__Stated exercise__.
Copy the rows from the line containing "Check this image for the presence of any radish bunch." through the end of the rows, substituting "Result" for every occurrence of "Output" and leaving everything else unchanged.

--- BEGIN ---

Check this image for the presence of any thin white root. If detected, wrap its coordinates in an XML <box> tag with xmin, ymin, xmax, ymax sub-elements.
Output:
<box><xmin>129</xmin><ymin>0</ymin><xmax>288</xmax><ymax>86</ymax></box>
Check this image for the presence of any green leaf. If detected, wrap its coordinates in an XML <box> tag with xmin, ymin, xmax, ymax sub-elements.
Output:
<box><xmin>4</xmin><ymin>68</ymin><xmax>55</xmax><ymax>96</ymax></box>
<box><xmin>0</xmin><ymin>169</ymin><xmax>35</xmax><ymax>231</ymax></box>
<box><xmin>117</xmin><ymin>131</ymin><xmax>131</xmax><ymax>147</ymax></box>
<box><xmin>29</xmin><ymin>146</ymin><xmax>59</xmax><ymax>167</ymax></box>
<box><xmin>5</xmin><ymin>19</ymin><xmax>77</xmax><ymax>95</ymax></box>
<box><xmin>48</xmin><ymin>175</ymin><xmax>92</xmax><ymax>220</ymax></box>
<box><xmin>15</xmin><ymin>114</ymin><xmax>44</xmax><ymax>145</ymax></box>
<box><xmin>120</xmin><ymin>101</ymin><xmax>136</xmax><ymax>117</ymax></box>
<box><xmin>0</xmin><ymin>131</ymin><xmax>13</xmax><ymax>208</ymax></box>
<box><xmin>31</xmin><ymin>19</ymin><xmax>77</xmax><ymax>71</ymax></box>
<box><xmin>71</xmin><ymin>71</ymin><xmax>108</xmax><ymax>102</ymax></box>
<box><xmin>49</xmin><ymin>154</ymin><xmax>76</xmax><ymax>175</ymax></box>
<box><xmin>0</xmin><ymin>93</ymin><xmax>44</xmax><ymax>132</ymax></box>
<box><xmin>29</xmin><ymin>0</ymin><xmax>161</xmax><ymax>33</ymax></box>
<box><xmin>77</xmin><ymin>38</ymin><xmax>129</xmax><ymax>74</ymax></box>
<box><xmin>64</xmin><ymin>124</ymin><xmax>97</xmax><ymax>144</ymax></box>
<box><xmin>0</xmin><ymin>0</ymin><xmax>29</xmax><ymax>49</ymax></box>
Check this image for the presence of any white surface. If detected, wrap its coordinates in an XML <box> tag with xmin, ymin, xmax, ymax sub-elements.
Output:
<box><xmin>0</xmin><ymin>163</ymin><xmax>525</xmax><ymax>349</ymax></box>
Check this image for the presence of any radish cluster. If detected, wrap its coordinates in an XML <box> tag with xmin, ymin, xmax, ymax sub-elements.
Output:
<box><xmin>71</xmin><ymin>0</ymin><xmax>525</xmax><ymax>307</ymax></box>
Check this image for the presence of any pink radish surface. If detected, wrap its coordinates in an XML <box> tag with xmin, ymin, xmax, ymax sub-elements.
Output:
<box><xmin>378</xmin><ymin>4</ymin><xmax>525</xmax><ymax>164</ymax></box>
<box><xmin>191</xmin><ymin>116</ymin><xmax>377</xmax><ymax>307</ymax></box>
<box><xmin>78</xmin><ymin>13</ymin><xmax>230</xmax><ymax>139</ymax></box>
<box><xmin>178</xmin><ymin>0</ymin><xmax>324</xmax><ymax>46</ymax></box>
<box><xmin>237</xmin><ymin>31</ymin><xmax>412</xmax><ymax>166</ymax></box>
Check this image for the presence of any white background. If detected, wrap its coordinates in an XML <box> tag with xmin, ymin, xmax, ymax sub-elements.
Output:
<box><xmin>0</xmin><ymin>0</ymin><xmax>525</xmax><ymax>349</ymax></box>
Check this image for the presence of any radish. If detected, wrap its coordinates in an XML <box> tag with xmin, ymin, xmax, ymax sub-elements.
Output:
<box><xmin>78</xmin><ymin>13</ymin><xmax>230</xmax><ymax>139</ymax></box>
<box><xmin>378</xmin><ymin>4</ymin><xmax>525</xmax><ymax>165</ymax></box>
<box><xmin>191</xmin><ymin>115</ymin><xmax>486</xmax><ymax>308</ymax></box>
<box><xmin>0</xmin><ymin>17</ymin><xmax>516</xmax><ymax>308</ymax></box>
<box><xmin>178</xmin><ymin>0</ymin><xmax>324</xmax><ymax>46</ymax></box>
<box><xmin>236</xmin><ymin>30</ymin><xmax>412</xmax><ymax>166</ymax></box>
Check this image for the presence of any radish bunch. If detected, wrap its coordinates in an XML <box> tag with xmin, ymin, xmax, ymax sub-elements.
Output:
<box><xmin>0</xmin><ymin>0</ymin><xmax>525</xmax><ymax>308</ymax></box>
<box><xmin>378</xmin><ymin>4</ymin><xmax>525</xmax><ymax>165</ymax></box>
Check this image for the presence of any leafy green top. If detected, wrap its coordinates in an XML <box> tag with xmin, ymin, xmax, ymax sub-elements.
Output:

--- END ---

__Answer in full__.
Check this image for the presence of any radish bunch. If detected, wrap its coordinates in an XML <box> tag with xmin, ymin, xmax, ymax sub-elements.
Result:
<box><xmin>0</xmin><ymin>0</ymin><xmax>525</xmax><ymax>308</ymax></box>
<box><xmin>378</xmin><ymin>4</ymin><xmax>525</xmax><ymax>165</ymax></box>
Check this image for the presence of any leafy green top. If detected, wrap its coordinates in an XML <box> tag with xmin, ymin, xmax, ymax sub-elements.
Result:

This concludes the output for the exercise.